Aim of the exercise - Send back the entries below exactly as they appear.

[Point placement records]
──────

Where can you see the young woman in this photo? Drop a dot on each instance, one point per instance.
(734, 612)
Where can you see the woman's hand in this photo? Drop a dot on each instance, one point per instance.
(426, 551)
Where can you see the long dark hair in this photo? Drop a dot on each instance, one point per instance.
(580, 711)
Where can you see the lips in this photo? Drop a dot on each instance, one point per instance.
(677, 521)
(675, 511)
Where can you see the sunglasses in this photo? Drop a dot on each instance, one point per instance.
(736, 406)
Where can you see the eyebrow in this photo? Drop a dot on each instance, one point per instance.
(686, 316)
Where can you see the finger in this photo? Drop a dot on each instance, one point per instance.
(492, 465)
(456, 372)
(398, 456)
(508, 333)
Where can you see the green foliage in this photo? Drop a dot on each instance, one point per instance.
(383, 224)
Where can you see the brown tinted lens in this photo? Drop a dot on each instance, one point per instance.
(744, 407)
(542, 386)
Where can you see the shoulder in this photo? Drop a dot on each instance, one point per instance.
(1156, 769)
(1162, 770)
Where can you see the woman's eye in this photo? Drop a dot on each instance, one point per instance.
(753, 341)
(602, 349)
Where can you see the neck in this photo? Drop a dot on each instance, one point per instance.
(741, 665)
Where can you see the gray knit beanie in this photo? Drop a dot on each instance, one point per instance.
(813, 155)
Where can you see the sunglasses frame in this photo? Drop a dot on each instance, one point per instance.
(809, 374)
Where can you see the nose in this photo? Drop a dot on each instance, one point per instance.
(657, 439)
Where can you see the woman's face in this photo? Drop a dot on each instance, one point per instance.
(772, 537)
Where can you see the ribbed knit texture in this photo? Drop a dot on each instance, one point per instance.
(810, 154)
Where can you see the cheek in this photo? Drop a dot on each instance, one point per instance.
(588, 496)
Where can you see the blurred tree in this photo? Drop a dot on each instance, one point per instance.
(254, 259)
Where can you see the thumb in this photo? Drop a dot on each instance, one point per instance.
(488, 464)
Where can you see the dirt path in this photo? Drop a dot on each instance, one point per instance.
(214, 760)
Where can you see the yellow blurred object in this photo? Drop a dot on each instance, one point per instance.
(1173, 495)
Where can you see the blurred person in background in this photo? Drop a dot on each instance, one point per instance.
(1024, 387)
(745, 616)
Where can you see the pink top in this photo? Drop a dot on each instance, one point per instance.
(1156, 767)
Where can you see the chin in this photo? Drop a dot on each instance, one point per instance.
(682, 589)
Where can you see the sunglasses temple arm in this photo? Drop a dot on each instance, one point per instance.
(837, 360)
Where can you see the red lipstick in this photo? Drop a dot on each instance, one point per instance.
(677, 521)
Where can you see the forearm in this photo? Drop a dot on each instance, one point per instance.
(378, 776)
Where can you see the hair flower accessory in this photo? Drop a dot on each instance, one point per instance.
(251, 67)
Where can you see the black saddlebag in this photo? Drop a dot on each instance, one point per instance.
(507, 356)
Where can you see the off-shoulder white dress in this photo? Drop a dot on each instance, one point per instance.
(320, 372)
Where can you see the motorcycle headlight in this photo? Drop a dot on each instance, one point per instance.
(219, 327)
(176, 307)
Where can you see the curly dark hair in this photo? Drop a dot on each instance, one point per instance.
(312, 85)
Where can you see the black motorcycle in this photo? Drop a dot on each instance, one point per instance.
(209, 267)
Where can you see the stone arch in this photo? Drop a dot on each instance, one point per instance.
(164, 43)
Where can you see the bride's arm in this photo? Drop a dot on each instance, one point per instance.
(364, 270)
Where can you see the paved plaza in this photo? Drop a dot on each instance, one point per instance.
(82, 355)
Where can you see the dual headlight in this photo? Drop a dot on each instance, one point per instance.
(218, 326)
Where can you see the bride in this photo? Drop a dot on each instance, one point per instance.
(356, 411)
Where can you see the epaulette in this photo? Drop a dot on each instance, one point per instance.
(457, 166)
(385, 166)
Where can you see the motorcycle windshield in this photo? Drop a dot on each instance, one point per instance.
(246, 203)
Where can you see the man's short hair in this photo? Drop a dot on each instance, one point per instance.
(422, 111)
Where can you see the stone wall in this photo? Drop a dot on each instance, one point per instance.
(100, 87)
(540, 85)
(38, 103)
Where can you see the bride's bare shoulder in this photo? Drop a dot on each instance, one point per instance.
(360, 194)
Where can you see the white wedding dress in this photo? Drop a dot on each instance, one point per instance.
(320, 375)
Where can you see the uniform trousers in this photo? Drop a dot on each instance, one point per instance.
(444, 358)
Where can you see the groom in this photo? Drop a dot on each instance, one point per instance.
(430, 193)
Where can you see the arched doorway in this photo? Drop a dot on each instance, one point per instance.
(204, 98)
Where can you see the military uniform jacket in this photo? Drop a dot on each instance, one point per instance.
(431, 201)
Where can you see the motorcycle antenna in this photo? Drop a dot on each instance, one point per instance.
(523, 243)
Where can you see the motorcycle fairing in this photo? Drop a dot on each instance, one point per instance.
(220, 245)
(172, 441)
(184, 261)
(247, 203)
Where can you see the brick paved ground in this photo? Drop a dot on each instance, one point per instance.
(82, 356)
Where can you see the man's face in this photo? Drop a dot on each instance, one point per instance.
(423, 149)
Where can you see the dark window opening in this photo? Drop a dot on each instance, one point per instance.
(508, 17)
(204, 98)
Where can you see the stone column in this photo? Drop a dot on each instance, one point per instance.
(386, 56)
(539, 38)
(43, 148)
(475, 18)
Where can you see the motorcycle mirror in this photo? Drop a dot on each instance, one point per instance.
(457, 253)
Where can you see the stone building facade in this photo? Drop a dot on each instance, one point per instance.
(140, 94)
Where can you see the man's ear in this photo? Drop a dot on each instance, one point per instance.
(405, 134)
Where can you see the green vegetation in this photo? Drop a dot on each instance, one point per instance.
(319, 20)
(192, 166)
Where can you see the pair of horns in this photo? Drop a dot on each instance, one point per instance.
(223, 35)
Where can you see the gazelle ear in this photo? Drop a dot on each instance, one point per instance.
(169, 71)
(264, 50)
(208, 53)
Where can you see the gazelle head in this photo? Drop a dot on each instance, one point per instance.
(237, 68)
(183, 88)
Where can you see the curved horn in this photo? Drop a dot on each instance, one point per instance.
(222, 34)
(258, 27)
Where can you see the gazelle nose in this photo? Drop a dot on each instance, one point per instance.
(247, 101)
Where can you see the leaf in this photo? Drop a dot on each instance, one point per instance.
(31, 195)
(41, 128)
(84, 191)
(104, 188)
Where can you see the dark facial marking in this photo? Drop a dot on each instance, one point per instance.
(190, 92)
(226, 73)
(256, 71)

──────

Result for this exercise -
Where can you see the young woman in this photo? Drop a dot on each instance, one point per instance.
(734, 612)
Where can you see the woman's hand in this photo? Drop a dot on each instance, one point per instance.
(426, 551)
Where can you see the long dark hair in this photo? Drop a dot on each instance, one point per instance.
(580, 711)
Where can you see the lips in this photo? Drop a dot on each instance, one point per instance.
(677, 521)
(675, 511)
Where can you see the sunglasses in this photo? Drop a dot on each instance, one point per instance.
(736, 406)
Where can you see the eyebrow in this photo? Drop a dot on each instance, one point per instance.
(686, 316)
Where can you see the finger in this photo? Drop a dot on each instance, one point per instance.
(492, 465)
(456, 372)
(398, 456)
(508, 333)
Where can you see the green foliage in this photo? Drop a dot on each instance, one point per instance.
(383, 224)
Where can you see the brown tinted lens in this photo? Drop a dot on each instance, one point per instance.
(744, 407)
(542, 386)
Where can you see the shoulder in this photo? Drop a dot on each instance, one point per instance.
(1156, 769)
(1162, 770)
Where can you see the woman's eye in this photo? Drop a dot on each instance, one point per instance.
(753, 341)
(602, 349)
Where can you see the neck in this photo? Drop a dot on each instance, one point per instance.
(741, 665)
Where can you see the gray knit beanie in this photo? Drop a dot on each instance, one point per instance.
(813, 155)
Where can you see the sunglasses frame in this photo? Drop a dot on each instance, one point per instance.
(809, 374)
Where can you see the nose in this photo? Drop a dot on each instance, one point per instance.
(657, 439)
Where can you see the woman's face in this photo? Drop a dot on each instance, one point per instance.
(772, 537)
Where can you see the ribbed knit texture in this photo? Drop a dot on each instance, one point per instance.
(810, 154)
Where can you see the cheek in this photo? Drop a dot on each instance, one point per instance.
(588, 496)
Where can you see the blurred tree in this photo? Drop a dot on each instance, one point per instance.
(254, 259)
Where can you see the thumb in this photo? Drop a dot on each instance, one point per instance.
(488, 464)
Where can you see the dirt path in this photo? Drop a dot on each instance, one point per instance.
(214, 760)
Where can you see the yellow blurred object in this photo? Drop a dot on each instance, one point per instance.
(1173, 495)
Where can you see the blurred person in background in this photo? Drop a dot on each instance, one point per instance.
(1024, 387)
(745, 616)
Where can you see the pink top in this photo? Drop a dot on each instance, one point per instance.
(1156, 767)
Where can you see the chin in this photo? Drop a dot on each instance, one point per instance.
(682, 589)
Where can you see the sunglasses temple arm in this photo? Drop a dot on each instance, one point per instance.
(837, 360)
Where can you see the red lipstick in this photo? Drop a dot on each instance, one point per instance.
(677, 521)
Where can you see the forearm in this photo? Drop a dot on each instance, one point per instance.
(378, 776)
Where can you see the hair flower accessory in this photo? Drop a dot on each instance, one point per instance.
(251, 67)
Where can you see the black saddlebag in this photo? Drop a dot on each instance, one point per instance.
(507, 356)
Where can you see the off-shoulder white dress in this photo? Drop a dot on each instance, one point per instance.
(320, 372)
Where can you see the motorcycle headlight in this photo? Drop a dot on each instance, one point per instance.
(219, 327)
(176, 307)
Where can you see the curly dark hair in this photo? Drop a dot on each instance, one point per instance.
(312, 85)
Where can you see the black motorcycle in this photo? Drop a dot on each instance, one point per instance.
(209, 267)
Where can you see the stone arch in this photo? Drop a dot on each instance, one point per instance.
(164, 43)
Where can you see the bride's arm in this photo? Drop a dot on each instance, one point per instance.
(364, 270)
Where can you see the paved plaza in this photo? Drop a dot on each instance, one point per instance.
(82, 355)
Where can you see the dual headlight in this photo? Drop a dot on each instance, one point per instance.
(218, 326)
Where can you see the bride in this photo? Drop a dot on each instance, one point per instance.
(356, 411)
Where can you see the epaulette in this photo? Drop a dot on each instance, one point per instance.
(457, 166)
(385, 166)
Where can you see the motorcycle windshield in this photo? Drop a dot on each instance, one point per instance.
(246, 203)
Where can you see the man's short hair in this photo? Drop a dot on each instance, one point per instance.
(422, 111)
Where can you see the stone wall in this photo? Drop a dot on each instance, one point per instance.
(100, 87)
(540, 85)
(38, 103)
Where can you see the bride's bare shoulder in this photo? Drop a dot on each instance, one point per instance.
(360, 194)
Where can you see the white wedding dress in this photo? Drop a dot on each instance, one point per instance.
(320, 375)
Where can you see the uniform trousers in this photo? Drop a dot on each instance, one point per instance.
(444, 358)
Where can you see the groom in this photo? Drop a dot on each instance, one point per instance.
(430, 193)
Where can you see the arched doorway in this photo? Drop a dot on each instance, one point per instance.
(204, 98)
Where can you see the military uniform jacket in this photo? Drop a dot on each instance, one point per instance.
(431, 201)
Where can you see the motorcycle antenna in this photo? Drop a dot on each instance, one point per instance.
(523, 243)
Where can you see the motorcycle fairing in this photo? Drop a dot on each instance, one point per instance.
(220, 245)
(172, 441)
(184, 261)
(247, 203)
Where can you see the brick paved ground in this photo? Drop a dot on each instance, one point per instance.
(82, 356)
Where can you see the man's face in this photo? Drop a dot on each instance, one point per instance.
(423, 149)
Where can you see the dark window opening in this photo? Drop a dot on each instance, one point per instance.
(508, 17)
(204, 98)
Where can you see the stone column in this photo? Drop a dot on each instance, one point per instance.
(386, 56)
(539, 38)
(43, 148)
(475, 18)
Where can you see the motorcycle mirror in this photo? Drop a dot on each instance, one point per instance.
(457, 253)
Where can you see the stone building facade in this photo? Drop a dot on each instance, one point per instance.
(140, 94)
Where can you see the man's ear in this photo? Drop a dot on each instance, one point per instance.
(405, 134)
Where can you see the green vegetation in this photo? Drop a dot on each instance, one point per instance.
(319, 20)
(192, 166)
Where can you see the pair of horns in this photo? Drop a dot on each instance, one point per instance.
(223, 35)
Where can you see the gazelle ear in this photo? Drop a dot on each instance, one point per instance.
(169, 71)
(264, 50)
(208, 53)
Where can you see the gazelle head in this photo? Drop a dot on each instance, one point per instance.
(237, 68)
(183, 88)
Where can you see the curved horn in this photo? Drop a dot on each instance, one point per instance.
(222, 34)
(258, 27)
Where can you see the gazelle nose in this photo? Drop a dot on each instance, one point per instance.
(247, 101)
Where can you see the leaf in this photo? Drop a dot on each instance, one point per instance.
(31, 195)
(41, 128)
(84, 191)
(104, 188)
Where can you see the dark facial marking in this photo? Drop a dot on each instance, one point per instance.
(190, 92)
(226, 73)
(256, 71)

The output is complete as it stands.